▶ Given information:
#####

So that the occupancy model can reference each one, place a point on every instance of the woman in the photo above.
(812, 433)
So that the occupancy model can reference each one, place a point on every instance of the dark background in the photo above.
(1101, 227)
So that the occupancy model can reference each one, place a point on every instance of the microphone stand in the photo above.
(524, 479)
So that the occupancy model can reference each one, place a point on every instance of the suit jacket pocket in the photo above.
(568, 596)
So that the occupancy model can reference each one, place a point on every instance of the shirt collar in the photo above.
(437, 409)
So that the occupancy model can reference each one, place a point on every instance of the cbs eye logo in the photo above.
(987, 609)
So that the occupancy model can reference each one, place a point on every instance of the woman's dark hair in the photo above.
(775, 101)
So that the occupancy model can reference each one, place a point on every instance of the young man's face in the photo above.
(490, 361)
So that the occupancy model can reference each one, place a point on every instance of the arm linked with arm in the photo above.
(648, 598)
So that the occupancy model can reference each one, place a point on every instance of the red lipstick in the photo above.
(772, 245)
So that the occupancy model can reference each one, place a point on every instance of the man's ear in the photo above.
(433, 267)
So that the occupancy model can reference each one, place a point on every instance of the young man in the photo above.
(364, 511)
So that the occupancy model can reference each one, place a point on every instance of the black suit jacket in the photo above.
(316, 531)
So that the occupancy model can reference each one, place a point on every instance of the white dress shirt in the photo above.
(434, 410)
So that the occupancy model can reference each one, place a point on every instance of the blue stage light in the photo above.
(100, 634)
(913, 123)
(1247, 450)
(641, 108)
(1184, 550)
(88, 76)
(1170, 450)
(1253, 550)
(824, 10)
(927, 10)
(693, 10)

#####

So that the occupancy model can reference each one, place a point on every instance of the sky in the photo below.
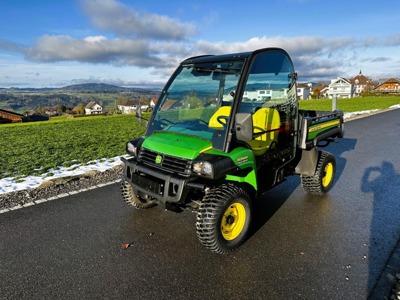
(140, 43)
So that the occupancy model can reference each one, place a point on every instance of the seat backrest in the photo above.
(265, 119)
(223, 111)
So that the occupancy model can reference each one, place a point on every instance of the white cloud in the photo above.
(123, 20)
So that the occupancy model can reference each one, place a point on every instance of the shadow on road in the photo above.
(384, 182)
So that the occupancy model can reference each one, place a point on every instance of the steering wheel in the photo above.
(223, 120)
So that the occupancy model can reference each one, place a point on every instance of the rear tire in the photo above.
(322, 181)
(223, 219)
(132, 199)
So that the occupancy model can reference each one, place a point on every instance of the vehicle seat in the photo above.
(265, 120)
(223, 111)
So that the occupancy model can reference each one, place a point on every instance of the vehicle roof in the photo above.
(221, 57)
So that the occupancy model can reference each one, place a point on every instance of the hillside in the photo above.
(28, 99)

#####

▶ Problem to work on:
Gather every line of the records above that contains the word "suit" and copy each one out in full.

▶ Exercise solution:
So that the occupancy model can reference each one, place a point on every instance of the suit jacket pocket in the photo above.
So that the occupancy model can reference each one, place a point on every instance of the black suit jacket in the photo above.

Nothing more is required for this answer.